[Saved entries]
============================================================

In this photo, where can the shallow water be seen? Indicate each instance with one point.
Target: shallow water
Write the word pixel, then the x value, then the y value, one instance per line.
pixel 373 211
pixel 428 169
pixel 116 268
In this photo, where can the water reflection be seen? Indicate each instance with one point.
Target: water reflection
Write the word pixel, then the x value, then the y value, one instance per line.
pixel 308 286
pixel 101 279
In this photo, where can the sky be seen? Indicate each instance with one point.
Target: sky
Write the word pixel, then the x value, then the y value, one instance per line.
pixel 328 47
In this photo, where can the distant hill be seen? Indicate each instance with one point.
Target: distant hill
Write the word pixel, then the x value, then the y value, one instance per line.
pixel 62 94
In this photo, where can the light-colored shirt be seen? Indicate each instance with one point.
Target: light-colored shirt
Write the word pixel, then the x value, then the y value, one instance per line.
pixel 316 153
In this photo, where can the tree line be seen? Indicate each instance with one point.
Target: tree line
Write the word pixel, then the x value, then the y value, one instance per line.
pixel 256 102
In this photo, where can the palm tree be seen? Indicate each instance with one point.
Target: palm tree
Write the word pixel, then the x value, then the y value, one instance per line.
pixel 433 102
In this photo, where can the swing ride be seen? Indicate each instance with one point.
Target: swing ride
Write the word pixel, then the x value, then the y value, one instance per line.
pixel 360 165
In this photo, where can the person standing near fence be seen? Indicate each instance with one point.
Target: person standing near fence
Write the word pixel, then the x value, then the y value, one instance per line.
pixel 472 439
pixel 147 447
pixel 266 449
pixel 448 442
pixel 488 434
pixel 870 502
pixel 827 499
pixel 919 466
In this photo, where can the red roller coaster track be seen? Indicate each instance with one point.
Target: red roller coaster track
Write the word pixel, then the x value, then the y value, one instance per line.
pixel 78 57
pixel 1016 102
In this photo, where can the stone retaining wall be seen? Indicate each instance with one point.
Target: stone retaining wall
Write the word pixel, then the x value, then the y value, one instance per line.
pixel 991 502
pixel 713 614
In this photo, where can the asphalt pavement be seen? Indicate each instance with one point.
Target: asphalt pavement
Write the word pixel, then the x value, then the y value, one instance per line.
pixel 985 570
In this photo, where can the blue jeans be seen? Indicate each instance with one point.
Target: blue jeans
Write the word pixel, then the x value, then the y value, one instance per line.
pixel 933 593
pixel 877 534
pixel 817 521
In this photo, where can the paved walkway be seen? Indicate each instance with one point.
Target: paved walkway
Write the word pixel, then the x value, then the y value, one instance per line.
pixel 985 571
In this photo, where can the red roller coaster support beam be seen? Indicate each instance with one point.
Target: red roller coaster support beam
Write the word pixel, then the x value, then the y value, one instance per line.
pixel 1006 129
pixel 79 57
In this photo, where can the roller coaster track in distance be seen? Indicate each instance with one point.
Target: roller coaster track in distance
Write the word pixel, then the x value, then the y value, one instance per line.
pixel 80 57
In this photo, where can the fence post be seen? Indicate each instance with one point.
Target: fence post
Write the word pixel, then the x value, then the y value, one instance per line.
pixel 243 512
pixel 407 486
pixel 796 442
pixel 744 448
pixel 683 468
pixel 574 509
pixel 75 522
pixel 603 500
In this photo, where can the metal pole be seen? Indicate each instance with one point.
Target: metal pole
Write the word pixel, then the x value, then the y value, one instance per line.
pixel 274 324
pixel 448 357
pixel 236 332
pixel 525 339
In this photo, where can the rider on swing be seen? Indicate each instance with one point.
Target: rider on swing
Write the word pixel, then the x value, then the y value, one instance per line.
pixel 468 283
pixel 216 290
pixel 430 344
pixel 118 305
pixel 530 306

============================================================

* Requirements
Render all of the rows above as a numbered list, omitting any blank lines.

* Solution for this exercise
1. In this photo, where can the shallow water be seen? Indicate each instance with one point.
2. Target: shallow water
3. Write the word pixel, then the x value, then the y value, one instance per line.
4. pixel 373 211
5. pixel 428 169
6. pixel 116 268
7. In this photo, where can the water reflection be seen? Indicate each instance with one point.
8. Target: water reflection
9. Write the word pixel, then the x value, then the y value, one instance per line.
10. pixel 308 286
11. pixel 101 279
12. In this photo, where can the sky be seen? Indicate each instance with one point.
13. Target: sky
14. Write the word pixel, then the x value, then the y value, one instance per line.
15. pixel 328 47
16. In this photo, where can the distant hill be seen? Indicate each instance with one point.
17. Target: distant hill
18. Write the word pixel, then the x value, then the y value, one instance per line.
19. pixel 62 94
20. In this photo, where can the light-colored shirt be seen? Indicate each instance with one point.
21. Target: light-colored shirt
22. Write the word pixel, then the x value, then the y value, one instance per line.
23. pixel 316 153
24. In this photo, where can the tree line be seen? Indicate each instance with one point.
25. Target: tree line
26. Write the word pixel, then the x value, then the y value, one instance per line.
27. pixel 256 102
28. In this photo, where can the palm tree be seen? Indicate each instance with one point.
29. Target: palm tree
30. Write the word pixel, then the x value, then the y value, one instance per line.
31. pixel 433 102
32. In this photo, where can the swing ride be seen? Indicate each instance with one point.
33. Target: swing ride
34. Write the word pixel, then the x value, then the y value, one instance per line.
35. pixel 360 165
36. In this photo, where can the person standing near fence be seen? Indicate each instance with one point.
37. Target: person standing near fence
38. Write the word pixel, then the x value, then the y value, one instance per line.
39. pixel 472 439
40. pixel 147 447
41. pixel 266 449
42. pixel 448 442
43. pixel 488 434
44. pixel 870 502
45. pixel 827 499
46. pixel 919 466
47. In this photo, where can the red roller coaster track be seen? Indicate each instance with one point.
48. Target: red roller coaster track
49. Write the word pixel, then the x value, then the y value, one instance per line.
50. pixel 78 57
51. pixel 1016 102
52. In this photo, where can the stone retaining wall be seen? Indicate each instance with one point.
53. Target: stone retaining wall
54. Write the word pixel, then the x value, then the y value, one instance per line.
55. pixel 991 502
56. pixel 713 614
57. In this photo, where can the asphalt pavement be seen? Indicate each instance with one point.
58. Target: asphalt pavement
59. Write the word pixel, then the x value, then the y value, one instance per line.
60. pixel 985 570
61. In this photo, where can the blue jeans be seen? Indicate each instance with one point.
62. Target: blue jeans
63. Write the word pixel, then the x value, then the y value, one instance per line.
64. pixel 933 593
65. pixel 877 534
66. pixel 817 521
67. In this photo, where can the paved walkway be seen? Indicate each instance with one point.
68. Target: paved walkway
69. Write the word pixel, then the x value, then the y value, one instance per line.
70. pixel 985 571
71. In this photo, where can the red roller coaster support beam be seen? Indicate each instance with one point.
72. Target: red roller coaster support beam
73. Write the word pixel, then the x value, then the y value, one instance per line.
74. pixel 1006 129
75. pixel 79 57
76. In this photo, where can the roller coaster track in distance be seen? Indicate each instance with one point.
77. Target: roller coaster track in distance
78. Write the word pixel, then the x value, then the y value, one instance per line.
79. pixel 80 57
80. In this photo, where can the fence post be seen? Indicate each instance with one point.
81. Target: fence post
82. Write the word pixel, then the x value, then the y value, one instance per line.
83. pixel 243 512
84. pixel 407 486
85. pixel 796 442
86. pixel 744 448
87. pixel 683 468
88. pixel 574 509
89. pixel 75 522
90. pixel 603 500
91. In this photo, where can the metal pole be seen? Indicate each instance with one point.
92. Target: metal pole
93. Write the word pixel, then the x value, then the y value, one instance per line.
94. pixel 274 324
95. pixel 448 357
96. pixel 236 332
97. pixel 525 339
98. In this photo, where can the rider on swing be seen? Indicate each instance with one point.
99. Target: rider on swing
100. Write the word pixel, then the x value, then the y value, one instance per line.
101. pixel 468 283
102. pixel 216 290
103. pixel 430 344
104. pixel 118 305
105. pixel 530 306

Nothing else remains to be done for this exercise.